▶ [What to work on]
1. Copy the passage of the article on bacteria and colon cancer between "A newly developed" and "the press release.", inclusive.
2. Proceed with the article on bacterial biofilms and colon cancer, continuing it from its final sentence.

▶ [Passage to read]
···

By Chuck Seegert, Ph.D.
Illness has often been tied to bacterial disturbances in the human body. Recently, a new bacterial imaging technique has been applied by Johns Hopkins researchers in the study of colon cancer. The researchers discovered a correlation between colon cancer and the presence of dense clumps of bacteria in the ascending colon.
Normal tissue of the colon has a mucus layer that protects the underlying cells from exposure to certain pathogens. For example, the interior skin of the colon, or epithelium, isn’t usually exposed to pathogens, like bacteria, due to this protective layer. Breaches in the mucus layer can potentially allow these cells to be exposed to disease, causing stresses that can ultimately develop into cancer.
A newly developed combinatorial imaging technique from the Marine Biological Laboratory (MBL) at Woods Hole Massachusetts has cast light on how bacteria may be causing colon cancer, according to a recent press release. Combinatorial imaging was able to show that “biofilms,” or rugged clumps of bacteria that are encased in a protective, self-produced matrix, are often present in certain types of colon cancer.
“This is the first time that biofilms have been shown to be associated with colon cancer, to our knowledge,” said co-author Jessica Mark Welch, a scientist at the MBL, in the press release.

···

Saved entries
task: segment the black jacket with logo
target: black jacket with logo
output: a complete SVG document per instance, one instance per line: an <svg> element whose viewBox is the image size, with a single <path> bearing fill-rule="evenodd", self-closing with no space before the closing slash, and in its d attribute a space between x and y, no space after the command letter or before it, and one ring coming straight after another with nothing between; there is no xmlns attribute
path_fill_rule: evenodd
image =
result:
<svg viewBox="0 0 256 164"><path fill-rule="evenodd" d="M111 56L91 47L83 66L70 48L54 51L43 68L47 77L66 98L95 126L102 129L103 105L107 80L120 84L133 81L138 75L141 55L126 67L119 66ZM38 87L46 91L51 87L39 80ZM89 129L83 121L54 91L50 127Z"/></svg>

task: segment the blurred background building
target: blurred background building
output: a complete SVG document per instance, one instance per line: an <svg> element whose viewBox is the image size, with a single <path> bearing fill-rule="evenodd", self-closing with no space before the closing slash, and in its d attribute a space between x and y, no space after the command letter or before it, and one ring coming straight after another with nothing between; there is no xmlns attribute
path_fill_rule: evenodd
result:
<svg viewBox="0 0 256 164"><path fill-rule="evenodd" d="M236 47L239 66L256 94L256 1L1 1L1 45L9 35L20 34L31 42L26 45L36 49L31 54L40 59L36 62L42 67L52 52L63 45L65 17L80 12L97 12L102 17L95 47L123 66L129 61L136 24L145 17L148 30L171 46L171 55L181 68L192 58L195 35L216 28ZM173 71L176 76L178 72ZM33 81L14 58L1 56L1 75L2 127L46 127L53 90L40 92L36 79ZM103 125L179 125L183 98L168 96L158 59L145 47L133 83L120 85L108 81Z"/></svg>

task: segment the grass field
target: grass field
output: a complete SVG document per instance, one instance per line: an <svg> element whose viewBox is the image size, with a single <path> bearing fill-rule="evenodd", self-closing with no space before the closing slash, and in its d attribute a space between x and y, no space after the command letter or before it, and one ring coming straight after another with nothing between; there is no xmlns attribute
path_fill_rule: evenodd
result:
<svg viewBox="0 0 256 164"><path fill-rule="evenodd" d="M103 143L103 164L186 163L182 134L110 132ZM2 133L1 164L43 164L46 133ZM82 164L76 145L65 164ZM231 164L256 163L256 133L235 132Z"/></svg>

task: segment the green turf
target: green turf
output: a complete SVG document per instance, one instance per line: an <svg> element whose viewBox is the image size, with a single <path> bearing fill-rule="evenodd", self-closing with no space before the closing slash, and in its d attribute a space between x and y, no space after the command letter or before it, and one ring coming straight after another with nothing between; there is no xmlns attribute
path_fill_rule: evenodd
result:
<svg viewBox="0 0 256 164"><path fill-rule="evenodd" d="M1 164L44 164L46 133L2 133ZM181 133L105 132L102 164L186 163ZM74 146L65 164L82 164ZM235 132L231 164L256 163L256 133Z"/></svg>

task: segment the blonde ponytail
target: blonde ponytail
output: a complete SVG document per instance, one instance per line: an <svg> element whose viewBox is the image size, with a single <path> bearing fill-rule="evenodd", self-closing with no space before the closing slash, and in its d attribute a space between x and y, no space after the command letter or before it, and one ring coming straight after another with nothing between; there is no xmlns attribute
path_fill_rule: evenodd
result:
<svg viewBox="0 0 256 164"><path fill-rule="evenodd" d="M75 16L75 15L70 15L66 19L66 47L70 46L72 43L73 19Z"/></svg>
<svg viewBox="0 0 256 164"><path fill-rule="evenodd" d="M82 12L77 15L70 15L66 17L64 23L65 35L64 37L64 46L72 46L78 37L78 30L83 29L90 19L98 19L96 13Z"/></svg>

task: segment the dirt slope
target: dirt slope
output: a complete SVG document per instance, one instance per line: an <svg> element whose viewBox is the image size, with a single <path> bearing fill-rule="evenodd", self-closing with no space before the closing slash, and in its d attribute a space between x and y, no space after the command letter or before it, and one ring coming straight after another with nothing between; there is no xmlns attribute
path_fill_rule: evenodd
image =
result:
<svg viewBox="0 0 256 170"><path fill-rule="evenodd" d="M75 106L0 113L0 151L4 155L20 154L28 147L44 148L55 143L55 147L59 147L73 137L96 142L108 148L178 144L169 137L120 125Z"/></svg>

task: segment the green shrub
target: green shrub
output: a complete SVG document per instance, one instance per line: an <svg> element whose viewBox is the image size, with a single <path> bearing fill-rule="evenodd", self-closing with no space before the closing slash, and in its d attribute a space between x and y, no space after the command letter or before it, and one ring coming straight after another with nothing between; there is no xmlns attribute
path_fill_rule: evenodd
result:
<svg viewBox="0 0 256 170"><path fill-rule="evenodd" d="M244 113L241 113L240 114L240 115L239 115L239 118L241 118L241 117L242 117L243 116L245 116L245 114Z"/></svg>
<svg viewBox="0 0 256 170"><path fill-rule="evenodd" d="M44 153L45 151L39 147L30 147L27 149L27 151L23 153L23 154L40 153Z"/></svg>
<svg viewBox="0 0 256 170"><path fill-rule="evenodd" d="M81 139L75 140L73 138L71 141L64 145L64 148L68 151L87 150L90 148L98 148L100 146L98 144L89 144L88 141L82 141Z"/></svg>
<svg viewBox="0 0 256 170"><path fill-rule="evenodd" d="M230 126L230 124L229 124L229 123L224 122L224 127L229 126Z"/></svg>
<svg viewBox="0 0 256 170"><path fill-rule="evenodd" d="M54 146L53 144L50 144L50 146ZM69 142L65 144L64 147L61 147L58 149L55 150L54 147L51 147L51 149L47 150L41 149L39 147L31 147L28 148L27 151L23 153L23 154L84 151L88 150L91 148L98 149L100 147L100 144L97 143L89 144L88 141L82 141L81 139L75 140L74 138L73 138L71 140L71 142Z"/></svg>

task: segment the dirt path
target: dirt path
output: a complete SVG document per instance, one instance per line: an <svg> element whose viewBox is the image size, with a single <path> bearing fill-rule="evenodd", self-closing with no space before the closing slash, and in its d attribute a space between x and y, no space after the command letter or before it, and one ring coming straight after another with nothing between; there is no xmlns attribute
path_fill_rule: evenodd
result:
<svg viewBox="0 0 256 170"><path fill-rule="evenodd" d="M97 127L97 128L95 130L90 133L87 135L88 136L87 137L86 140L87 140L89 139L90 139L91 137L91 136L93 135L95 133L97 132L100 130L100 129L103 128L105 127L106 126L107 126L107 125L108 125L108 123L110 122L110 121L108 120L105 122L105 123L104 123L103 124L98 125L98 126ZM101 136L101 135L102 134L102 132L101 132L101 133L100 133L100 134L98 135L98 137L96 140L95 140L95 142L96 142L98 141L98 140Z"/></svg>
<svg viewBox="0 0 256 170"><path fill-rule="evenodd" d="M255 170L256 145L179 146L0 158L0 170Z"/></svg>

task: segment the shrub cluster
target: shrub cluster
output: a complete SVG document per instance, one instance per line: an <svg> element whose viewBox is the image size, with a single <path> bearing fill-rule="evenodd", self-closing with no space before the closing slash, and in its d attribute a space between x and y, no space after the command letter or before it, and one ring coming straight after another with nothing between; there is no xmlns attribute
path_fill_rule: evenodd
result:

···

▶ [Results in order]
1.
A newly developed combinatorial imaging technique from the Marine Biological Laboratory (MBL) at Woods Hole Massachusetts has cast light on how bacteria may be causing colon cancer, according to a recent press release. Combinatorial imaging was able to show that “biofilms,” or rugged clumps of bacteria that are encased in a protective, self-produced matrix, are often present in certain types of colon cancer.
“This is the first time that biofilms have been shown to be associated with colon cancer, to our knowledge,” said co-author Jessica Mark Welch, a scientist at the MBL, in the press release.

2.
The technique uses many different colors of fluorescent probes to light up different species of bacteria, according to the press release. Once fluoresced, the bacterial community can be visualized in 3D and studied in relationship to the colon tissue in which it resides. A key finding the team discovered is that bacteria are strongly associated with tumors on the right side of the colon, but not on the left side. Additionally, the bacteria that invade the mucosa are not of a single strain, but are represented by the majority of strains found in the biofilm away from the invasion site. This precludes the notion that a single malignant strain is responsible for the disease.
Bacteria in the biofilm seemed to contact epithelial cells after passing through the mucosa, according to a recent study published by the team in the Proceedings of the National Academy of Sciences. Bacteria invaded the tissue and appeared to change tissue biology by enhancing cellular proliferation, a feature commonly seen in the transformation of normal tissue into cancerous tissue.
“This suggests that either the tumor allows the biofilm to form, or the biofilm is helping to cause the tumor,” said Mark Welch, in the press release. “The breaching of the mucus layer could allow bacteria to come into contact with the host epithelial cells, and that is one thing that could lead to cancer.”
Given the strong relationship between biofilm presence and colon cancer, the research team believes the imaging method may hold promise as a new diagnostic method for the disease, according to the study.
Developing new diagnostics for colon cancer is a high priority in the medical device field. To help enhance the provision of medical care in areas that don’t have an established medical infrastructure, researchers have developed biomarker test strips for colon cancer.